Challenge :: From the line with "Where can the sunset" to the final line of the records, reproduce every line exactly and only those lines.

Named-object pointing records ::
—————

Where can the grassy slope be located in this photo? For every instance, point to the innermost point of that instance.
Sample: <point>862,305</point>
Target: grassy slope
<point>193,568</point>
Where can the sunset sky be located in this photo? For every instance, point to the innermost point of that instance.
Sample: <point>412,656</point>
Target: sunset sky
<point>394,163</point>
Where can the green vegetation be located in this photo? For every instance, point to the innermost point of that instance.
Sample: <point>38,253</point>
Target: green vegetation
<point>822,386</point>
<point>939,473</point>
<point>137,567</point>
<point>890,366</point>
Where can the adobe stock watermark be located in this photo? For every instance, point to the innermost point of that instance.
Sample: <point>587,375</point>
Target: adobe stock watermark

—————

Response ::
Where can the sunset sky be located in this photo? For every instance, point to the innermost point of that instance.
Sample: <point>412,656</point>
Target: sunset sky
<point>394,163</point>
Where can the green vegetation be located in this photo? For every instance, point to the innermost point of that instance.
Sample: <point>38,253</point>
Target: green vegetation
<point>822,386</point>
<point>939,473</point>
<point>137,567</point>
<point>890,366</point>
Where can the adobe stock watermark be located in this photo? For every instance, point to the innermost point of that instance.
Sample: <point>587,375</point>
Target: adobe stock watermark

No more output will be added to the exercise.